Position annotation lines
▼▼▼

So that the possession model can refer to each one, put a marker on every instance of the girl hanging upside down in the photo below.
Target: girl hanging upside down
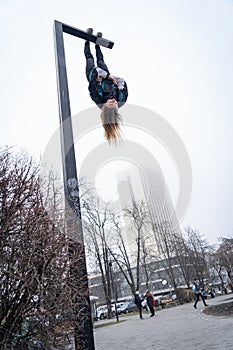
(107, 91)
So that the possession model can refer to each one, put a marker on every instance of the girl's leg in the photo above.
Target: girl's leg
(100, 59)
(89, 59)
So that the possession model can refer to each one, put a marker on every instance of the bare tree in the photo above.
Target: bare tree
(39, 296)
(225, 255)
(97, 228)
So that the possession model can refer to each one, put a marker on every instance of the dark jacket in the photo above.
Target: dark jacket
(138, 300)
(101, 92)
(149, 300)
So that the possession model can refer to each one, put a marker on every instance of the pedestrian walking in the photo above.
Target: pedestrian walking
(198, 293)
(150, 302)
(138, 302)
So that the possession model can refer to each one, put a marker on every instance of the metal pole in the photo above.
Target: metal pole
(84, 338)
(113, 291)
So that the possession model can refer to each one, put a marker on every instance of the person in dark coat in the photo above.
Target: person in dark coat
(138, 302)
(198, 293)
(150, 302)
(107, 91)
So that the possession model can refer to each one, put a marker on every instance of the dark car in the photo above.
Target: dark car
(128, 306)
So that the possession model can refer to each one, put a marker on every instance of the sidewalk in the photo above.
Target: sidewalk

▲▲▲

» Task brief
Set down all of the lines above word for word, but leave out the pictures.

» The result
So that the possession model can refer to each one, put a marker on every instance of the girl hanging upside down in the photo below.
Target: girl hanging upside down
(107, 91)
So that the possession model can refer to each one, put a marker on every instance of the girl's leg in the photo above.
Target: girl's leg
(100, 59)
(89, 59)
So that the possession model can refer to each one, put a marker on every instance of the bare tree in the photo above.
Target: bare tree
(39, 296)
(225, 255)
(97, 228)
So that the possession model can refer to each one, put a marker on every instance of the dark jacket in the photo above.
Target: dark jacket
(138, 300)
(101, 92)
(149, 300)
So that the possession model can refer to each one, put a marker on every instance of the pedestrian walking in the photo above.
Target: pedestrian walking
(198, 293)
(150, 302)
(138, 302)
So that the possession model can refer to each one, put a marker on every instance of the metal pole in the photo above.
Target: metal pole
(84, 338)
(113, 291)
So that the possession model can refer to each one, put a marker on every instance of the person in dark coat in the photo above.
Target: person in dark coat
(138, 302)
(198, 293)
(150, 302)
(107, 91)
So that the possession model can refer to each one, put a marker on every instance of the dark car in the photo above.
Target: dark car
(128, 306)
So that the possession model can refer to each one, put a marker on every instance of the sidewalk in the photo above.
Target: sidewalk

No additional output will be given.